- _Kısa problem 1_: Tefsir eserlerini tanıtan metinde "Ruhul Furkan Tefsiri" sözlerinden "tefsiri olarak okunmalıdır." sözlerine kadar uzanan bölümün tamamını harfi harfine yazın.
- _Kısa problem 2_: Tefsir eserlerini tanıtan metni, son cümlesinden sonra gelecek şekilde devam ettirin.

Ruhul Furkan Tefsiri
Müfessiri Mahmut Efendi olarak bilinen Mahmut Ustaosmanoğlu'dur. Şuan 17 cilttir. Takriben 50 küsür cilt olması olabileceği tahmin ediliyor. Ahıska yayınlarından çıkıyor. Tasavvuf ekolü tefsiri olarak tanımlanabilecek bir tefsirdir. İçinde israiliyat olduğu ile ilgili eleştiriler yapılmıştır. Rabıta ve tevessül konusunda eleştiriler almıştır. Okunurken tasavvuf ekolü tefsiri olarak okunmalıdır.
Safvetüt Tefasir
Müfessiri Muhammed Ali Sabuni'dir. 7 cilttir. Ensar neşriyattan çıkmıştır. İz yayıncılık baskısı da vardır. Vâhidî'nin Esbâb-ı Nuzûlu ile Taberî, Keşşâf, Razi, Kurtubi, Beyzavi, İbn Kesir, el-Bahru'l-Muhît, et-Teshîl, Celâleyn, Ebussuûd, Alusi ve Kasımi gibi geniş ve güvenilir tefsirlerin özünü alarak çağa hitap edecek şekilde derlemiştir. Dili sadedir. İstifade edilebilecek bir eserdir. Bu tefsiri diğer birçok tefsirden ayıran özelliği edebi sanatlar ve nüktelere yer vermesidir. Edebi sanatlar noktasında yapılan değerlendirmeler eseri zenginleştiriyor. Tefsirlerin incelenmesi ve karşılaştırılması metoduyla hazırlanan bir tefsir. Pek çok İslam ülkesinde ders kitabı olarak okutulan kapsamlı bir çalışma... Her suredeki her ayeti; her ayetteki kelimeleri tek tek açıklayıp müfessirlerin uzlaştığı ve ayrıldığı noktalara değinen, derleyici bir kaynak eser.
Semerkandi Tefsiri
Müfessiri Ebu'l-Leys Semerkandi'dir. 6 cilttir. Özgü yayınlarından çıkmıştır. Rivayet ve dirayet tefsiri özelliklerini birlikte taşıyor. Ebul Leys tasavvuf ehli olduğundan tefsirinde tasavvuf ekolü etkisi oldukça belirgindir. Tefsiri diğer tefsirlerden ayıran özelliklerinden biri de konular izah edilirken soru-cevap şeklinde izahlar yapılmasıdır.
Tefsirul Kebir Mefâtihu'I-Gayb Tefsiri
Müfessiri meşhur İslam alimi Fahreddin Razi'dir. 23 cilttir. Huzur yayınevinden çıkmıştır. Kelami tefsir olarak tanımlayabiliriz.
"Tefsirul-Kebir genişçe bir mukaddime ile başlar. Bu mukaddimede istiâze ve besmele inceden inceye açıklanır, her ikisinin kelimeleri tek tek incelenir.

- _Veri kümesi_:
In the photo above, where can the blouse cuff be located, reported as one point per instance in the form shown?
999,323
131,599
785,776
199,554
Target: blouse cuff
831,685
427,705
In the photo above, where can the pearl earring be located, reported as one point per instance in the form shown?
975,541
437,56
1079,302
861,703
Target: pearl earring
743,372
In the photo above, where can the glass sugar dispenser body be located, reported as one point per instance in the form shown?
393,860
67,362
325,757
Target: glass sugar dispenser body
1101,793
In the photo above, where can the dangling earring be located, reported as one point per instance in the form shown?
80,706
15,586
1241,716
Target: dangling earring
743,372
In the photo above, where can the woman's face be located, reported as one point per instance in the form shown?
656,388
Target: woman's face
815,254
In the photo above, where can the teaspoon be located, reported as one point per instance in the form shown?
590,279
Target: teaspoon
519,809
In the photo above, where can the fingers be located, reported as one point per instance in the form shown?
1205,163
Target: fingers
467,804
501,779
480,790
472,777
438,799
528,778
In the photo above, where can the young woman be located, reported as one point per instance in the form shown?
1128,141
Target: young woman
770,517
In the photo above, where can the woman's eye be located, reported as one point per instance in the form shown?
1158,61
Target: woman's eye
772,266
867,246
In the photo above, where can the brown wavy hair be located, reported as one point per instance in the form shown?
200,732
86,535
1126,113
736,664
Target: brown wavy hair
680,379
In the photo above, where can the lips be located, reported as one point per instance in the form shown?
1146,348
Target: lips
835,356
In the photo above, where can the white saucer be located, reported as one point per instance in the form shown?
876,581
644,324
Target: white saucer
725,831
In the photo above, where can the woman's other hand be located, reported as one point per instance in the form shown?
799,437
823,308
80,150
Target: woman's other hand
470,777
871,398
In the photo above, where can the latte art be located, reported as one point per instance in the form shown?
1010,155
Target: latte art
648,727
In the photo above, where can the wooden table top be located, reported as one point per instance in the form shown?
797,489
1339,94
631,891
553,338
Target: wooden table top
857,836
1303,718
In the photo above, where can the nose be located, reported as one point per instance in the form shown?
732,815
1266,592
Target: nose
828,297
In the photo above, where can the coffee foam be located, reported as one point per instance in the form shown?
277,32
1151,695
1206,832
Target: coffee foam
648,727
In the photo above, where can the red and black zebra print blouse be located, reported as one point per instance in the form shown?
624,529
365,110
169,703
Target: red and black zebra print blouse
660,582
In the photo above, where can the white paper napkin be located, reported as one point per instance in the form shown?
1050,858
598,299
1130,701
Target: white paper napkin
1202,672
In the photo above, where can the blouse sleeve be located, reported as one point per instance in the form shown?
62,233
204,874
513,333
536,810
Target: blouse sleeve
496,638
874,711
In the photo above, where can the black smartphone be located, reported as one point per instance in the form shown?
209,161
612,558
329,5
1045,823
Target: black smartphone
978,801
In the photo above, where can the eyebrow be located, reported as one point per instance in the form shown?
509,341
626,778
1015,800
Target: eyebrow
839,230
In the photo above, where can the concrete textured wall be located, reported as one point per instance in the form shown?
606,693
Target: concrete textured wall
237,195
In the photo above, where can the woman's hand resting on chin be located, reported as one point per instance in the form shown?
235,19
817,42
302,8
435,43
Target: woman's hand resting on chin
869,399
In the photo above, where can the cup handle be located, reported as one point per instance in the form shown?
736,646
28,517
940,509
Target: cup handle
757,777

* * *

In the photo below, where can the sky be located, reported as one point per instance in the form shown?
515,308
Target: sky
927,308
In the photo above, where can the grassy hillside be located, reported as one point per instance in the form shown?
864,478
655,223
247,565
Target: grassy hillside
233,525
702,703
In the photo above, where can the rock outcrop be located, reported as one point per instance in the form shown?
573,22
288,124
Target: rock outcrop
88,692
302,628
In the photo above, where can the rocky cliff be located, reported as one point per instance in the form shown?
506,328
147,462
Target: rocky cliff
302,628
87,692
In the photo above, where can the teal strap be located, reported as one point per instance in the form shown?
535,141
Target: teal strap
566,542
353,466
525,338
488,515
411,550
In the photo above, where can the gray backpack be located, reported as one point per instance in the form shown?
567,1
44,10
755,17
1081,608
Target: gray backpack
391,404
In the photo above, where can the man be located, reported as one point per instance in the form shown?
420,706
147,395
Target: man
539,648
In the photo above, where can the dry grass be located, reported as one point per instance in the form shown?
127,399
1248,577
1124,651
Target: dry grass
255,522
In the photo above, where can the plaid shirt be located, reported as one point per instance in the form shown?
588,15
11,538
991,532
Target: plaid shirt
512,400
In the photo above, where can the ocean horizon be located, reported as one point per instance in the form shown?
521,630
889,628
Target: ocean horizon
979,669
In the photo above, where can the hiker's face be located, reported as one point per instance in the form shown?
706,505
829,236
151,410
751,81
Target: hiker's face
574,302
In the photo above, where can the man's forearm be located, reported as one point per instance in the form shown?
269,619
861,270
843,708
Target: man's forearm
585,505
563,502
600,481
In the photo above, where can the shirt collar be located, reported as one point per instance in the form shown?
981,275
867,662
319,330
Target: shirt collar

- _Cevap 1_:
Ruhul Furkan Tefsiri
Müfessiri Mahmut Efendi olarak bilinen Mahmut Ustaosmanoğlu'dur. Şuan 17 cilttir. Takriben 50 küsür cilt olması olabileceği tahmin ediliyor. Ahıska yayınlarından çıkıyor. Tasavvuf ekolü tefsiri olarak tanımlanabilecek bir tefsirdir. İçinde israiliyat olduğu ile ilgili eleştiriler yapılmıştır. Rabıta ve tevessül konusunda eleştiriler almıştır. Okunurken tasavvuf ekolü tefsiri olarak okunmalıdır.

- _Cevap 2_:
Razi Tefsirinde her surenin tefsiri başlı başına bir kitap hüviyetindedir. Burada kitaplar bablara, bablar meselelere ayrılır. Her mesele de mukaddimeler, hüccetler, latifeler, hükümler ve vecihlere ayrılmıştır. Ayrıca bablar kısımlara, kısımlar faidelere ve nüktelere ayrılır. Tefsirde aklî-felsefi ve kelami konular, fıkhi meseleler detaylı bir şekilde incelenir
Fahreddin Râzî tefsirin mevzularına girerken ilmî-aklî metodu kullanması yanında salihlerin hikâyelerine, sûfîlerin kıssalarına, filozofların mev'iza ve nasihatlerine, adaletli hükümdarların adaletli davranışlarının hikâyelerine de yer verir.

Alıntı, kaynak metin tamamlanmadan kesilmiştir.